EXERCISE DESCRIPTION.
In the entries below, find the line containing "Report one point per instance of the red brick" and the line containing "Report one point per instance of the cemetery". Copy those two lines and everything between them exactly, without the pictures.

INFORMATION SUPPLIED.
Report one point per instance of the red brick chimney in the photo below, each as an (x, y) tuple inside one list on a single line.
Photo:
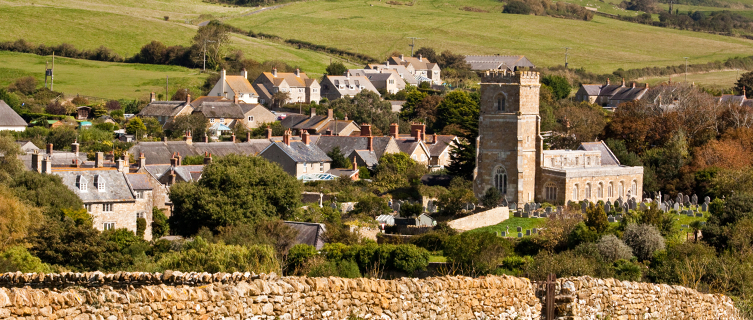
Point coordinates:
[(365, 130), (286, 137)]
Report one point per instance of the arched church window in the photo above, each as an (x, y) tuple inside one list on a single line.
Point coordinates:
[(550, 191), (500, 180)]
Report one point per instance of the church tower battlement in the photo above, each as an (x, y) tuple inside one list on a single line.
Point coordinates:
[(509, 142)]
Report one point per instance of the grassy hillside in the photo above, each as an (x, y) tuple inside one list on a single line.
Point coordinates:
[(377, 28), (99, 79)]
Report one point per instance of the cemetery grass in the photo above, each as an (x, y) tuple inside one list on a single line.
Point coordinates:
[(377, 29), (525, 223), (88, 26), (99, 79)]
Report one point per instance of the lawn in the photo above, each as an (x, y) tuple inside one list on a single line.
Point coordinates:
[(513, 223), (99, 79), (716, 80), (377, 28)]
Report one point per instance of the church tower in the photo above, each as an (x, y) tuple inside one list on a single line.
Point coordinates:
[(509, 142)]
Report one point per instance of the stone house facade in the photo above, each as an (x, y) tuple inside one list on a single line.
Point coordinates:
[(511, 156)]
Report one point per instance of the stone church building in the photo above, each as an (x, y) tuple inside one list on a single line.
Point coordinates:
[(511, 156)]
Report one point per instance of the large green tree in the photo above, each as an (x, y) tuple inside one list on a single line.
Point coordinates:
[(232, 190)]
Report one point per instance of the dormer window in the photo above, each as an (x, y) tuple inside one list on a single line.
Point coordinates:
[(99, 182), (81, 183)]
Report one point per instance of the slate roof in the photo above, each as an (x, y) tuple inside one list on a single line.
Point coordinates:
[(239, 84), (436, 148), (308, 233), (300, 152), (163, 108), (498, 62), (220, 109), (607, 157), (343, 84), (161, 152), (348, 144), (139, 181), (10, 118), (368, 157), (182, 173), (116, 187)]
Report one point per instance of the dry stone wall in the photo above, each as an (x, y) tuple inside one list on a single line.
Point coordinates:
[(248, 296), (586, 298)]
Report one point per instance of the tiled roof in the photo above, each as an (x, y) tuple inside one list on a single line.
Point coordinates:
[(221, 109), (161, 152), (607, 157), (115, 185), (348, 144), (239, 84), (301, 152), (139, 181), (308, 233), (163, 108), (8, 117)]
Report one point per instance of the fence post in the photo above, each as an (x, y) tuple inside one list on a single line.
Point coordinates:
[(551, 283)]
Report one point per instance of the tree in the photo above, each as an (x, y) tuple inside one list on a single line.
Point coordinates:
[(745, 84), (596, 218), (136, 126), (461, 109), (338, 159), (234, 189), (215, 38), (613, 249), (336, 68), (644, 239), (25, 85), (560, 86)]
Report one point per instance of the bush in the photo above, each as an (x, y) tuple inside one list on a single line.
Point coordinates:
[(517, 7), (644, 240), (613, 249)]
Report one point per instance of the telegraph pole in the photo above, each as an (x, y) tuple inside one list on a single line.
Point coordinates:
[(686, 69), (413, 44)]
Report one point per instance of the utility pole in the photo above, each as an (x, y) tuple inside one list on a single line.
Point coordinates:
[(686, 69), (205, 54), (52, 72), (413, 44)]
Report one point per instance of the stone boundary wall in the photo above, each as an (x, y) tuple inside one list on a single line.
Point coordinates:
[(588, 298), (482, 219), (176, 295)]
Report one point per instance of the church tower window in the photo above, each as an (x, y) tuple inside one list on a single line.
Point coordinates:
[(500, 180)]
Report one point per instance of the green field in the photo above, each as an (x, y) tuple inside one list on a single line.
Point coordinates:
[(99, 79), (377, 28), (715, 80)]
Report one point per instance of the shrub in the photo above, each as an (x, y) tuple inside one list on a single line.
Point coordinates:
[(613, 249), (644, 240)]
---
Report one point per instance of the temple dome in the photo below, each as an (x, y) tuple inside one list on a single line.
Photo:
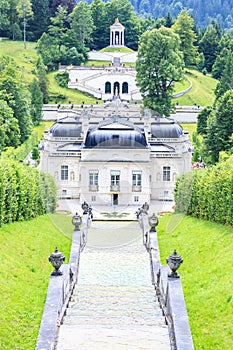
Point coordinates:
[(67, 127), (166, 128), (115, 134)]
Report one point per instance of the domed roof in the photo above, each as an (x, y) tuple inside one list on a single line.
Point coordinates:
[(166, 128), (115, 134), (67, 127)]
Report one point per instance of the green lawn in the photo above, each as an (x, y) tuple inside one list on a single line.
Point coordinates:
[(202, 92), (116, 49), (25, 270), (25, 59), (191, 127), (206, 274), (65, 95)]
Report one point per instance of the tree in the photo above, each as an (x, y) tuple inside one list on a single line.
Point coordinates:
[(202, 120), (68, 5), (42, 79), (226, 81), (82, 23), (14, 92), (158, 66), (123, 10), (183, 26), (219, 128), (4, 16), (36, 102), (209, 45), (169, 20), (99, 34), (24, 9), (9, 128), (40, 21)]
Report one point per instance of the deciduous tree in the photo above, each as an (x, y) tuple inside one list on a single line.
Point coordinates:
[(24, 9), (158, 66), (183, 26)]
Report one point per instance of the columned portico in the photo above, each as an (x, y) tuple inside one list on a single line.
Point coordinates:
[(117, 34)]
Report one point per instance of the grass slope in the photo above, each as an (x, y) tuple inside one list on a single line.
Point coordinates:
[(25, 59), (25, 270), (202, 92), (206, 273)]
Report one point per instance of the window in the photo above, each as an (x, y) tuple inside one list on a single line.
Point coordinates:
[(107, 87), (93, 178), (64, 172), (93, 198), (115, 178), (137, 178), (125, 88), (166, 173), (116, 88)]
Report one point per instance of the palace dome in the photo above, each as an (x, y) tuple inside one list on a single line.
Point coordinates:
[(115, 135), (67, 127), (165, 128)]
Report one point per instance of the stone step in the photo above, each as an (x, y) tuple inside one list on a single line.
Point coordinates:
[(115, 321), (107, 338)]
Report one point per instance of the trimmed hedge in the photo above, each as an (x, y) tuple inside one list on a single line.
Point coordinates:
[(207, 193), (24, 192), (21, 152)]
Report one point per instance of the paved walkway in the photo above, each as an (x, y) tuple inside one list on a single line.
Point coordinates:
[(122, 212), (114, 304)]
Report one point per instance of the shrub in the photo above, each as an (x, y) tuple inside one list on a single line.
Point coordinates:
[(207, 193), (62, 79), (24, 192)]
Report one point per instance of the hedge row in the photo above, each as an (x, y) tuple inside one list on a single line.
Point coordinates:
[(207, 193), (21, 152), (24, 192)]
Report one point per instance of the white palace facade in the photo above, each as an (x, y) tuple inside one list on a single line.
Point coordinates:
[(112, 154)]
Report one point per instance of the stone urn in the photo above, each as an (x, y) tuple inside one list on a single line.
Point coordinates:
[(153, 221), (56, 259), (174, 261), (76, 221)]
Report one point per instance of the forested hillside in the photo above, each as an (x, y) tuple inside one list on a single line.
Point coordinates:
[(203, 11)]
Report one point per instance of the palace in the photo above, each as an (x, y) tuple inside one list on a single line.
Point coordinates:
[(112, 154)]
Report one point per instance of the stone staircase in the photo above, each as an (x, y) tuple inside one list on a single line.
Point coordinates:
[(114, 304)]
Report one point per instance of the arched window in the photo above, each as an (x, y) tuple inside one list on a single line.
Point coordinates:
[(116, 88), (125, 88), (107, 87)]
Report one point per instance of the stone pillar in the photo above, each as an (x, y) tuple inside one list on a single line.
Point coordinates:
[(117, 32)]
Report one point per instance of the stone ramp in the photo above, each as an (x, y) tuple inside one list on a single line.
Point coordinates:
--
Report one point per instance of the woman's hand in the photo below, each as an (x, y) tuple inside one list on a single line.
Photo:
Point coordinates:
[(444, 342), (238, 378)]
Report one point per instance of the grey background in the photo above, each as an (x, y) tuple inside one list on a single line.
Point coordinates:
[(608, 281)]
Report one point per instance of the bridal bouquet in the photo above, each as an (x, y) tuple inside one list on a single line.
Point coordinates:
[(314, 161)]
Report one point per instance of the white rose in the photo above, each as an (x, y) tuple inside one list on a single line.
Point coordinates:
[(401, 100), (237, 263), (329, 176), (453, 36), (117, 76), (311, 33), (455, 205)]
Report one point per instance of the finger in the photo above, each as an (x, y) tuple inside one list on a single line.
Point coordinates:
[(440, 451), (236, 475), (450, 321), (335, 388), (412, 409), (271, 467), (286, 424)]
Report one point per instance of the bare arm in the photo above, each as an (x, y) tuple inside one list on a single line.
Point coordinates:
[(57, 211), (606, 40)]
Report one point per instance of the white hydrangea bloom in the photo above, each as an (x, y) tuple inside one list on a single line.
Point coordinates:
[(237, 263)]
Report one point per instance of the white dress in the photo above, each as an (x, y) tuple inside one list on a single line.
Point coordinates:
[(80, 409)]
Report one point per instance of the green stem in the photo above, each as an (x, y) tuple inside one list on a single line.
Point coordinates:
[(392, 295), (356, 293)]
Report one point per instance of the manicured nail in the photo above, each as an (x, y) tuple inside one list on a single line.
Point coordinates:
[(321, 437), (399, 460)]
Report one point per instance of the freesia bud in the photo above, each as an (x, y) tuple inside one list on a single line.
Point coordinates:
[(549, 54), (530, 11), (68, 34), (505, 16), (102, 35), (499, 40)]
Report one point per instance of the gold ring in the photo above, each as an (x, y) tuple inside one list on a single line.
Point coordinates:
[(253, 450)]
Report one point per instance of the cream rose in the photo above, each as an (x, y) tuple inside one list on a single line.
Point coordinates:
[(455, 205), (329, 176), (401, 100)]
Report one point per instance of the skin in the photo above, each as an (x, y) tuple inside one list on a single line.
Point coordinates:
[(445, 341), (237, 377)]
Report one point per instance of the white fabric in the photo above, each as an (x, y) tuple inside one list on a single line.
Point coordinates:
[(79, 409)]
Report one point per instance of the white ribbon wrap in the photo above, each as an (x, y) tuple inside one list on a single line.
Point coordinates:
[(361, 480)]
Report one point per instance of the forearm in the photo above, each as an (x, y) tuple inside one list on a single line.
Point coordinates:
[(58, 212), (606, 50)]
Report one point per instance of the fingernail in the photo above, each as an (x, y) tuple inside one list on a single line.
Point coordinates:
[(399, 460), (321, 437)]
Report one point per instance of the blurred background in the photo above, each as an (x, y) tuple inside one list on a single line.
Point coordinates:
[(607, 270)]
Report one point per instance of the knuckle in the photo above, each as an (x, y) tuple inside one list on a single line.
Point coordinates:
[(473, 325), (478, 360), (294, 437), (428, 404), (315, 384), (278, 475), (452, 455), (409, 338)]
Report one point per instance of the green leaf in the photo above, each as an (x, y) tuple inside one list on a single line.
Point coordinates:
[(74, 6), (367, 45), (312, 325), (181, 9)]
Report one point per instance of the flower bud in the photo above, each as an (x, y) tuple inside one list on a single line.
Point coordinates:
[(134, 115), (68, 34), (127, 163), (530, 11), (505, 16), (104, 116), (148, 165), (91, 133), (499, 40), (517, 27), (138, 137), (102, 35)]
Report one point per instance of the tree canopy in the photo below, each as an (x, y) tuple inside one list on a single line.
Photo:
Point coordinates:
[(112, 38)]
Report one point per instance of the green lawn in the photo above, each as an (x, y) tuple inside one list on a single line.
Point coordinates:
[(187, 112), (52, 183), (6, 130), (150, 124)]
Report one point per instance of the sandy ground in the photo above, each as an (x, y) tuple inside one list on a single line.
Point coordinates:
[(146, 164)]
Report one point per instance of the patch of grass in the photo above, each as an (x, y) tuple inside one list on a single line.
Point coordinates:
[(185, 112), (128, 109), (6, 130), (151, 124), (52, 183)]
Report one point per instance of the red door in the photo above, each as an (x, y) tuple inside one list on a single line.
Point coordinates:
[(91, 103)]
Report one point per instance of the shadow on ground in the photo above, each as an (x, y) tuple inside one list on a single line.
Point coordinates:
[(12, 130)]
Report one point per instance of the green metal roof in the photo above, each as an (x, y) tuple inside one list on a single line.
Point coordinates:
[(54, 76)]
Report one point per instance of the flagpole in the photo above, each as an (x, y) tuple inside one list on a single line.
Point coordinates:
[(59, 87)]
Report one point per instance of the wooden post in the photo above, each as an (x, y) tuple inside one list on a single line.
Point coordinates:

SOLUTION.
Report one point per instance of the red brick chimney in the photo below, each as an (x, y) tuple inside one list on a single line.
Photo:
Point coordinates:
[(365, 130), (286, 137)]
Report one point per instance of the arched church window in the photo above, each as an (x, y) tuple inside one list on a single line.
Point coordinates:
[(550, 191), (500, 180)]
Report one point per instance of the church tower battlement in the photo above, each as an (x, y) tuple inside one list on a single line.
Point coordinates:
[(509, 142)]
Report one point per instance of the grassy hillside in the photo above, each as an (x, y) tuple inside one list on a single line.
Point coordinates:
[(377, 28), (99, 79)]
Report one point per instance of the cemetery grass in the photo above, each as an (x, y) tuple inside one list on a single line.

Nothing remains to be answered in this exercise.